* _ОТРЫВОК_
○ ○ ○ ○ ○ ○ ○
В «Философских исследованиях о сущности человеческой свободы» у Шеллинга есть глубокая мысль о том, почему так медленно и с такими блужданиями движется вперёд человечество. Ответ у него близок к федоровскому: Это входит в замысел Бога о мире и человеке. Все призвано совершаться абсолютно добровольно, без принуждения, даже благого. Противостоящие силы должны до конца проявить свою волю, дурные — саморазоблачиться, исчерпать себя или через метаморфозу обратиться ко благу. Финальный результат явится из этой долгой драмы и умиротворения борющихся противоположностей. Если представить обратное — род людской наделён массовой, абсолютно единодушной внушаемостью, то это гарантировало бы полную катастрофу: ещё в своём незрелом, «несовершеннолетнем» возрасте мог бы он пасть жертвой какой–нибудь дефектной или сатанинской идеи (скажем, фашистской), и уже навсегда. А так нет, дитя он непослушное, строптивое, каверзное, тотально ну никак не внушаемое — в чем, как видим, есть свой спасительный иммунитет от поспешного принятия чего–то «не того», а самое «то» пусть себя ещё ослепляюще убедительно докажет.
Так что надо во всей решительностью признать: не выйдет никогда того, чтобы все разом прозрели, обнялись, слились в единой Истине и едином порыве, почувствовали и утвердили себя работниками огромной метафизической нивы «всеобщего дела» преображения мира. Это может стать возможным в той или иной степени на более высоком онтологическом уровне человека как сознательного, чувствующего существа. Отсюда и начинать — убедить, что необходимо это восходящее движение в самой физической природе человека, что влекут к тому и требования эволюционных законов, и нравственные, общегуманные, религиозные императивы.
○ ○ ○ ○ ○ ○ ○
* _ДАННЫЕ_

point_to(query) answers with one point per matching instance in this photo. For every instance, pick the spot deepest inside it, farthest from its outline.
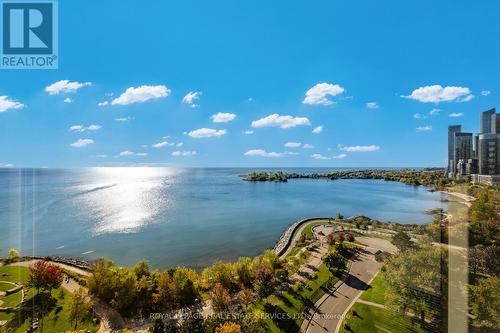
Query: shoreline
(463, 198)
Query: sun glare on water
(125, 199)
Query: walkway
(110, 319)
(330, 310)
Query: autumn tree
(44, 275)
(402, 241)
(13, 254)
(417, 282)
(335, 261)
(486, 302)
(228, 327)
(80, 306)
(164, 296)
(243, 271)
(219, 272)
(264, 280)
(221, 300)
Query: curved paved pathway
(328, 313)
(111, 320)
(330, 310)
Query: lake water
(187, 217)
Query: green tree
(193, 323)
(158, 327)
(228, 327)
(402, 241)
(243, 271)
(219, 272)
(141, 269)
(417, 281)
(183, 281)
(264, 280)
(80, 307)
(220, 298)
(486, 302)
(164, 297)
(13, 254)
(335, 261)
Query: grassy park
(57, 317)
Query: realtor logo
(29, 35)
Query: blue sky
(277, 69)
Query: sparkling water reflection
(180, 216)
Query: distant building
(476, 156)
(451, 148)
(489, 154)
(487, 121)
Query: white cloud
(184, 153)
(293, 144)
(424, 128)
(434, 112)
(360, 149)
(141, 94)
(131, 153)
(318, 129)
(82, 143)
(437, 94)
(160, 144)
(6, 104)
(320, 157)
(223, 117)
(124, 119)
(127, 153)
(81, 128)
(76, 128)
(275, 120)
(206, 133)
(191, 98)
(65, 86)
(320, 93)
(263, 153)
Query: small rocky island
(427, 176)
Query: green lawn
(14, 274)
(375, 320)
(57, 320)
(5, 286)
(376, 291)
(295, 302)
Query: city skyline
(217, 99)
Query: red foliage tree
(340, 237)
(330, 239)
(45, 276)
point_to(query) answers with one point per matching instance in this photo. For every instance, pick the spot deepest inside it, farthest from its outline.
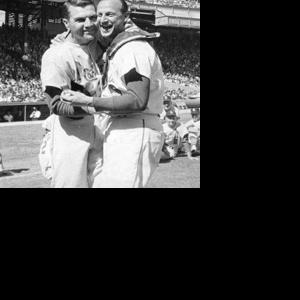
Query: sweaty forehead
(109, 5)
(77, 11)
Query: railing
(21, 111)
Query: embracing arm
(134, 100)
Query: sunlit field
(19, 145)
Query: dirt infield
(19, 146)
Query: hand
(193, 158)
(59, 38)
(76, 98)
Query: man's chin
(107, 34)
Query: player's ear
(66, 23)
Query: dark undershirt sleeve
(58, 107)
(134, 100)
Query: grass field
(19, 146)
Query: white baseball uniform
(133, 142)
(76, 151)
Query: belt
(135, 116)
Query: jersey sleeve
(53, 71)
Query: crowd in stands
(20, 73)
(179, 3)
(180, 57)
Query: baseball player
(74, 142)
(132, 96)
(168, 106)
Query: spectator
(193, 127)
(8, 117)
(35, 115)
(176, 138)
(19, 71)
(168, 107)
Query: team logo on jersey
(89, 74)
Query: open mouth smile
(106, 27)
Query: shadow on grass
(7, 173)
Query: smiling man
(132, 96)
(75, 145)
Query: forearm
(134, 100)
(60, 108)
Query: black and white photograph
(99, 94)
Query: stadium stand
(179, 51)
(179, 3)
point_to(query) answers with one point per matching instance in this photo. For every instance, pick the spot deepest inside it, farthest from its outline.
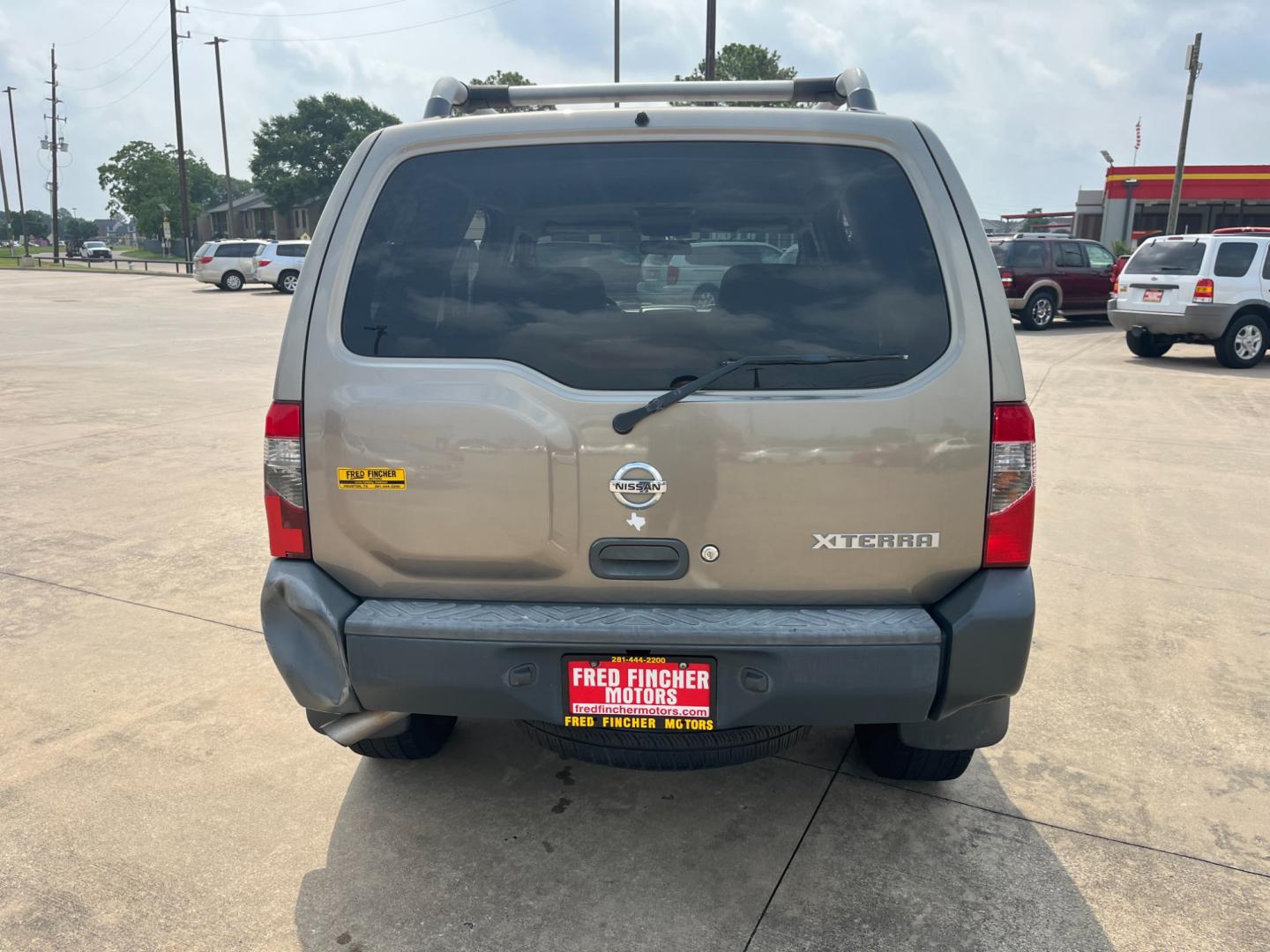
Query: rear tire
(1244, 346)
(892, 758)
(664, 750)
(423, 738)
(1149, 346)
(1041, 311)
○ ○ ○ ○ ○ ○ ○
* _ПРИМЕНИТЕ ПРОЧИТАННОЕ_
A. Перескажите короче абзац отрывка, начинающийся словами «Так что надо во всей решительностью признать», и сохраните его главные мысли.
B. Определите, пожалуйста, согласуется ли с отрывком каждое утверждение: (i) все в замысле Бога должно совершаться добровольно; (ii) массовая единодушная внушаемость уберегла бы человечество от гибельных идей; (iii) рано или поздно все люди разом прозреют и сольются в единой Истине. Для каждого ответьте «да» или «нет» и приведите точные слова отрывка, которые это решают.
C. Продолжите отрывок о мысли Шеллинга и «всеобщем деле» преображения мира, начав сразу после его последнего предложения.

* _ОТВЕТЫ ПО ПОРЯДКУ_
A. Никогда не случится так, чтобы все люди разом прозрели, слились в единой Истине и почувствовали себя работниками «всеобщего дела» преображения мира. В той или иной степени это возможно лишь на более высоком онтологическом уровне человека как сознательного, чувствующего существа. Поэтому начинать нужно с того, чтобы убедить в необходимости такого восходящего движения в физической природе человека. К нему ведут и эволюционные законы, и нравственные, общегуманные, религиозные императивы.

B.
(i) Да: «Все призвано совершаться абсолютно добровольно, без принуждения, даже благого».
(ii) Нет: «то это гарантировало бы полную катастрофу».
(iii) Нет: «не выйдет никогда того, чтобы все разом прозрели, обнялись, слились в единой Истине».

C.
Россия претендует сейчас включиться в мировой регион единого типа хозяйствования и политического уклада. Потери её пока на этом пути огромны: распад единства страны, отказ от формулированной ещё Фёдоровым геополитической задачи умиротворения ислама, новые типы розни, межнациональной, межрегиональной, развал экономики, обнищание населения, утрата общенациональных ценностей и задач. Среди необъятной по объёму работы устроения новой экономики, спасения национальных богатств, материальных и культурных, среди борений партий и интересов, установок и ориентаций нельзя забыть ту главную ценность, те сверхцели глобального, планетарного, онтологического порядка, многие из которых были поставлены Фёдоровым, а они–то и должны придать необходимую самобытность и устойчивость в бытии нашему национальному целому, стать нашим словом миру. «Философия общего дела» в ряду активно–христианской мысли убеждает в том, что по–настоящему «выжить» в надёжной дальней перспективе для человека, для народов, для человечества — значит неуклонно восходить, и не только к новому уровню комфорта или утилизации природы (тут кстати, и весьма скоро, наступит глухой предел на нынешних мировых путях), но и в самом своём нравственном и субстанциальном качестве, осознав своё религиозно–эволюционное предназначение.